_Text section_
Re: Is using an aggregate value in a where clause not supported?

2016-03-04 Thread Stefán Baxter
Having fails as well

On Fri, Mar 4, 2016 at 8:00 PM, Bob Rumsby  wrote:

> Without trying it or seeing your tables/files, I would expect this to work:
>
> select sold_to, count(*) as trans_count from dfs.asa.`/transactions`
> group by sold_to
> having trans_count > 70;
>
> On Fri, Mar 4, 2016 at 11:53 AM, Stefán Baxter 
> wrote:
>
> > Hi,
> >
> > Having adds to the trouble and claims that the field needs to be grouped
> > and then fails the same way if it's added to group by.
> >
> > I ended up wrapping this in a "with <> as ()" but that is far from ideal.
> >
> > Regards,
> >  -Stefán
> >
> > On Fri, Mar 4, 2016 at 7:50 PM, Bob Rumsby  wrote:
> >
> > > Try using the HAVING clause. The WHERE clause cannot constrain the
> > results
> > > of aggregate functions.
> > > http://drill.apache.org/docs/having-clause/
> > >
> > > On Fri, Mar 4, 2016 at 11:34 AM, Stefán Baxter <
> > ste...@activitystream.com>
> > > wrote:
> > >
> > > > Hi,
> > > >
> > > > I'm using parquet+drill and the following statement works just fine:
> > > >
> > > > select sold_to, count(*) as trans_count from
> > > > dfs.asa.`/processed/venuepoint/transactions` where group by sold_to;
> > > >
> > > > When addin this where clause nothing is returned:
> > > >
> > > > select sold_to, count(*) as trans_count from dfs.asa.`/transactions`
> > > where
> > > > trans_count > 70 group by sold_to;
> > > >
> > > >
> > > > Is this a known limitation or a bug?
> > > >
> > > > Regards,
> > > >  -Stefán
> > > >
> > >
> >
>


Re: Is using an aggregate value in a where clause not supported?

2016-03-04 Thread Bob Rumsby
Without trying it or seeing your tables/files, I would expect this to work:

select sold_to, count(*) as trans_count from dfs.asa.`/transactions`
group by sold_to
having trans_count > 70;

On Fri, Mar 4, 2016 at 11:53 AM, Stefán Baxter 
wrote:

> Hi,
>
> Having adds to the trouble and claims that the field needs to be grouped
> and then fails the same way if it's added to group by.
>
> I ended up wrapping this in a "with <> as ()" but that is far from ideal.
>
> Regards,
>  -Stefán
>
> On Fri, Mar 4, 2016 at 7:50 PM, Bob Rumsby  wrote:
>
> > Try using the HAVING clause. The WHERE clause cannot constrain the
> results
> > of aggregate functions.

_Provided records_
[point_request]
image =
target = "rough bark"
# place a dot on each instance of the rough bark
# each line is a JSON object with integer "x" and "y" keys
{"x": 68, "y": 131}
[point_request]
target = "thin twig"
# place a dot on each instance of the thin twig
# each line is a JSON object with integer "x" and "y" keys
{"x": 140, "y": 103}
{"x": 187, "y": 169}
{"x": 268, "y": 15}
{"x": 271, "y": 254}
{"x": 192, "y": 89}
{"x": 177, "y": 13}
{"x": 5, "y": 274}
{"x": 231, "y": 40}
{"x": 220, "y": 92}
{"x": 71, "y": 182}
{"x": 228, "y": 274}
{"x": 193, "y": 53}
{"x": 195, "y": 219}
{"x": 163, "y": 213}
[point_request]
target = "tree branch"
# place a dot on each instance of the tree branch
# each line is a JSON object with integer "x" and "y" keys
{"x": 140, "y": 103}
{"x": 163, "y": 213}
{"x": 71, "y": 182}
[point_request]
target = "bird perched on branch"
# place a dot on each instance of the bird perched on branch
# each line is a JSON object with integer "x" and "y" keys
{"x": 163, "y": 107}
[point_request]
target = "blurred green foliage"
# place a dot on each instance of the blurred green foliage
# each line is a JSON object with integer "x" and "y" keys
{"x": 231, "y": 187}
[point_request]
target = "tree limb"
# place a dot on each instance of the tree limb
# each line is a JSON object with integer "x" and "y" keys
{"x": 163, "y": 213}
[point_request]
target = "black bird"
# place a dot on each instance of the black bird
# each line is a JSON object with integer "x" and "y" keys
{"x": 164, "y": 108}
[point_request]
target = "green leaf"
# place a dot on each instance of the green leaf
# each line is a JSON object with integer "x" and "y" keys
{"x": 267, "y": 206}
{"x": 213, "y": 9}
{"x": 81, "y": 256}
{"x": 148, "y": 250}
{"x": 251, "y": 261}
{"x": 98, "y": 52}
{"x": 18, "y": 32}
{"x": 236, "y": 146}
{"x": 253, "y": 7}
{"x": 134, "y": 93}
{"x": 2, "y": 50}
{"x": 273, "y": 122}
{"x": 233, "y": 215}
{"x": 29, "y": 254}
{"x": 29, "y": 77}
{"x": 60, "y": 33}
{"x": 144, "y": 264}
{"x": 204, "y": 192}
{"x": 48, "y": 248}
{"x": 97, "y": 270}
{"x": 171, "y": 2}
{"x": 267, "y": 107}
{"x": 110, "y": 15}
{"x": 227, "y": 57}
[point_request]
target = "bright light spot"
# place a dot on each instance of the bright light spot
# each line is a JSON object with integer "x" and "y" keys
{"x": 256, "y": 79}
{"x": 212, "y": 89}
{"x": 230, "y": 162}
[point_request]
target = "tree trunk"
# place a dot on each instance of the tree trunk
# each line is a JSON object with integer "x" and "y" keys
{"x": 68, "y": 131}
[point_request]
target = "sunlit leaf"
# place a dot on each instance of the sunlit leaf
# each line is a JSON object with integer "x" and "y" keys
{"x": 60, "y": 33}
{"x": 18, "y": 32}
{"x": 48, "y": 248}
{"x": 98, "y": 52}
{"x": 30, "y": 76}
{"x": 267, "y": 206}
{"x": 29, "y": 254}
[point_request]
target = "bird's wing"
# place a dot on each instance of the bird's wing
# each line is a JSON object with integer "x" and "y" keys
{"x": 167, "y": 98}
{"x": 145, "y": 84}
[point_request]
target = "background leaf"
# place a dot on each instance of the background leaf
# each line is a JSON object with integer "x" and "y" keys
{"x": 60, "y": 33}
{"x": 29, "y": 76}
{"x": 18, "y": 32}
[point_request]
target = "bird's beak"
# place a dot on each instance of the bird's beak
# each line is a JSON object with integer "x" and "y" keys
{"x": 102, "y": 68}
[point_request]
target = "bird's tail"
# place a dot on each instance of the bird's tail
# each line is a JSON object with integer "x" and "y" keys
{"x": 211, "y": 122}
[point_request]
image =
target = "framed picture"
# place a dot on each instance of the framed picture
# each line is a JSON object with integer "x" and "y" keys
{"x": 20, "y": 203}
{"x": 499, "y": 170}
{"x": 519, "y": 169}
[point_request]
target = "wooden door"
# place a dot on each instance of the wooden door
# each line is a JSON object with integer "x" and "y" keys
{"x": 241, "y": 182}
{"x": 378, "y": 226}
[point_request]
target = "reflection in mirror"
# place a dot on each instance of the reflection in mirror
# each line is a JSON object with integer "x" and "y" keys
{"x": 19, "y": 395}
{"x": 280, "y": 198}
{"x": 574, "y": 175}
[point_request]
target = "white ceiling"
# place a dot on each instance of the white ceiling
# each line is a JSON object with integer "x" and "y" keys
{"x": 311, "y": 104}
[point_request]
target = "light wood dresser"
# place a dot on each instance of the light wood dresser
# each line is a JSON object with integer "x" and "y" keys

_Directives_
**a)** In the forum thread, which clause does Bob Rumsby say cannot constrain the results of aggregate functions?
**b)** Gather every line of the listing that contains the string "bright".
The listing has nothing to do with the forum thread.

_Outputs in order_
**a)** The WHERE clause.

**b)**
target = "bright light spot"
# place a dot on each instance of the bright light spot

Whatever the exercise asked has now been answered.